§ **Quoted text**
========

SURF {SuRF.vs}R Documentation

SURF

Description

SuRF is a sparse variable selection method with uses a subsampling approach an LASSO to rank variables before applying forward selection using a permutation test. The function is able to give results at a range of significance levels simultaneously.

Usage

SURF(
  Xo,
  y,
  X = NULL,
  fold = 10,
  Alpha = 1,
  prop = 0.1,
  weights = FALSE,
  B = 1000,
  C = 200,
  ncores = 1,
  display.progress = TRUE,
  family = stats::binomial(link = "logit"),
  alpha_u = 0.1,
  alpha = 0.05
)

Arguments

Xo

- other type of predictor variables

y

- response variable, a vecotr for most families. For family="cox", y will should be a matrix of the response variable in column1 and censoring status in column 2.

========

§ **Listed entries**
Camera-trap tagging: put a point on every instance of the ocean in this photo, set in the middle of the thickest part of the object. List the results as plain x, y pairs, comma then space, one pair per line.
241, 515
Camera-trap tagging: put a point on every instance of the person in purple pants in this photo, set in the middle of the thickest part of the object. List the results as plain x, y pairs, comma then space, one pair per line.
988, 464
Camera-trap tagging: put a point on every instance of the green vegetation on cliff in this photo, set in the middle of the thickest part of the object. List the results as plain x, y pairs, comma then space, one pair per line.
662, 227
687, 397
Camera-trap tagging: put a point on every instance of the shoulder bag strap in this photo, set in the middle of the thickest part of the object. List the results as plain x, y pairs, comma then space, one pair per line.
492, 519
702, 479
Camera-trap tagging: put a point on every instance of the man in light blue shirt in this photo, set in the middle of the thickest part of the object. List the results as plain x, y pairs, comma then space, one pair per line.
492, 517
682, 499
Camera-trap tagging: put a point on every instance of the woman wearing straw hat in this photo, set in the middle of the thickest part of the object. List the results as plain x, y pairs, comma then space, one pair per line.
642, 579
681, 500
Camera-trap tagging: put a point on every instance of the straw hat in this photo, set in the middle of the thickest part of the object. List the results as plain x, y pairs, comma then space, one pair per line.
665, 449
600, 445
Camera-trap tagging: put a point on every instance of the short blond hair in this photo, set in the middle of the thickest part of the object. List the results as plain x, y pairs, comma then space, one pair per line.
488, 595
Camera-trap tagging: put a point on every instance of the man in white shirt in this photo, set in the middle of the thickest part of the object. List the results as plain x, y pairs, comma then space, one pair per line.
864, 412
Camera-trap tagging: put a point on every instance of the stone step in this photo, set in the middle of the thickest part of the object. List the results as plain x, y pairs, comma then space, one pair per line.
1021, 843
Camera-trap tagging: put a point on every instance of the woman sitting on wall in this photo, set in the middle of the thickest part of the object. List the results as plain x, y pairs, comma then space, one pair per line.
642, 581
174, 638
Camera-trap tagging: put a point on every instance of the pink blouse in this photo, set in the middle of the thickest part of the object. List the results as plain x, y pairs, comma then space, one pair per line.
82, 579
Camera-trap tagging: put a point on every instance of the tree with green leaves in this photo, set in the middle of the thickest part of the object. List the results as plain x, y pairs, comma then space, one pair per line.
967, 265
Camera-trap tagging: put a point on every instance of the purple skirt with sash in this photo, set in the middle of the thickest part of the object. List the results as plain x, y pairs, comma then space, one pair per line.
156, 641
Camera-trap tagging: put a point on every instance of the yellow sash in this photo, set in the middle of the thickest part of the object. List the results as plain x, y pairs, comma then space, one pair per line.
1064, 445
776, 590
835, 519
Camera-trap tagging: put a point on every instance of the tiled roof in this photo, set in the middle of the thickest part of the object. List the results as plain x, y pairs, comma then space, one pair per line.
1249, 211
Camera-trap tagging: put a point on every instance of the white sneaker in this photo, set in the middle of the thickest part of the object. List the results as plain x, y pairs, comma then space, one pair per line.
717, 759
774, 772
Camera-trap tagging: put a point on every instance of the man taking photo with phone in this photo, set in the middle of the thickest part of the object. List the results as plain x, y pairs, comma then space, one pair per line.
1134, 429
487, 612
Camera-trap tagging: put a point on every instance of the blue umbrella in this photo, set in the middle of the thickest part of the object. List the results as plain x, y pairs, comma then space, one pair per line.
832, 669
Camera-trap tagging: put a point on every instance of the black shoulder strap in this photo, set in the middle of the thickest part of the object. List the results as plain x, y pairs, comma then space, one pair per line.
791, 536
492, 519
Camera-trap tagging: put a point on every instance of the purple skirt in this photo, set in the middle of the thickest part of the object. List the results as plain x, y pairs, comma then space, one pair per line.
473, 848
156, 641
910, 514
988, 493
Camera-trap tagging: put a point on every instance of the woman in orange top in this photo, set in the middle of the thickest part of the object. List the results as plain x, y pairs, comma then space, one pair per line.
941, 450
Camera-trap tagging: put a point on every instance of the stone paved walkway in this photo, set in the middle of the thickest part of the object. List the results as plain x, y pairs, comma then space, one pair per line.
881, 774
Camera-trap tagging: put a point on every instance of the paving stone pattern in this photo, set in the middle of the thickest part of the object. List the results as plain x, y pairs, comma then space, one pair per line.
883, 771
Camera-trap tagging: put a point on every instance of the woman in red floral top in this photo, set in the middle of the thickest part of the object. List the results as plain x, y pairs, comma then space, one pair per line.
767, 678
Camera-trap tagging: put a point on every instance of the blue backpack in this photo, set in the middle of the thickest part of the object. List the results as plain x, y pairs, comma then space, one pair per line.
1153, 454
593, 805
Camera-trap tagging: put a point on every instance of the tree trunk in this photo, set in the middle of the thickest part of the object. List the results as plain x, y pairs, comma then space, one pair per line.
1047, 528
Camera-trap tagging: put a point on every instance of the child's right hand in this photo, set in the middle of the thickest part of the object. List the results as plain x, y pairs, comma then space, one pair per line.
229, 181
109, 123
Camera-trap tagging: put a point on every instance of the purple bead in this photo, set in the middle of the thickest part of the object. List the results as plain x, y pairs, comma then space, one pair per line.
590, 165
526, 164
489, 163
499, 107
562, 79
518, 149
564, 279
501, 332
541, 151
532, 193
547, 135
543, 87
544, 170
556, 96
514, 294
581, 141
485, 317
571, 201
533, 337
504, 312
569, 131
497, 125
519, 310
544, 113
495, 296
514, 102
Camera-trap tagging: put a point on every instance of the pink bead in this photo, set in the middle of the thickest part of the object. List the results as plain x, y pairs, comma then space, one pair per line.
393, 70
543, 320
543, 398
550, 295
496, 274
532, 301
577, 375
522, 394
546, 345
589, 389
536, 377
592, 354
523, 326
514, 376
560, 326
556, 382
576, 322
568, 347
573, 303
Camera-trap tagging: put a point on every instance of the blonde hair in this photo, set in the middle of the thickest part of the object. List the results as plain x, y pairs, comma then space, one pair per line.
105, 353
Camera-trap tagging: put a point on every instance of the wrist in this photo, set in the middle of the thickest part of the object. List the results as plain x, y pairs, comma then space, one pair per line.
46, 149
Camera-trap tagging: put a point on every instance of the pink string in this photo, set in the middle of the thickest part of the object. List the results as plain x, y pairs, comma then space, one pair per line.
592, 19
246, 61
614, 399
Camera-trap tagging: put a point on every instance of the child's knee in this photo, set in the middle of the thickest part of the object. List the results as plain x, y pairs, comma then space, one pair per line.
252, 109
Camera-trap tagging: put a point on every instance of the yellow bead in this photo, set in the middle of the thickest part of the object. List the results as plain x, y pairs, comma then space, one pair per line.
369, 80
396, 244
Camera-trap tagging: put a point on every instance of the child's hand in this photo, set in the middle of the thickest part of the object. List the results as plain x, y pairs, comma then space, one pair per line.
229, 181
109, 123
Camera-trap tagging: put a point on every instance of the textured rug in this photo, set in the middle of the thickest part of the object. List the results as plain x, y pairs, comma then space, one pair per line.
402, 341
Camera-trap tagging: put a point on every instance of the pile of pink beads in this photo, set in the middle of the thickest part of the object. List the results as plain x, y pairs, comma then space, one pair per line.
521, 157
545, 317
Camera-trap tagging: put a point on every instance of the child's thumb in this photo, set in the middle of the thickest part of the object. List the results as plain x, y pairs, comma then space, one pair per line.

========

§ **Required work**
**A)** Copy the part of the SURF documentation that begins at the words "- other type" and ends after "in column 2.", swapping "censoring status" for "event status".
**B)** In the SURF documentation, what is the subsampling approach with LASSO used for, and what comes after it?
Leave the listing aside; it has nothing to do with this.

§ **Answers for the tasks**
**A)**
- other type of predictor variables

y

- response variable, a vecotr for most families. For family="cox", y will should be a matrix of the response variable in column1 and event status in column 2.

**B)** It ranks the variables. Forward selection with a permutation test is then applied to that ranking.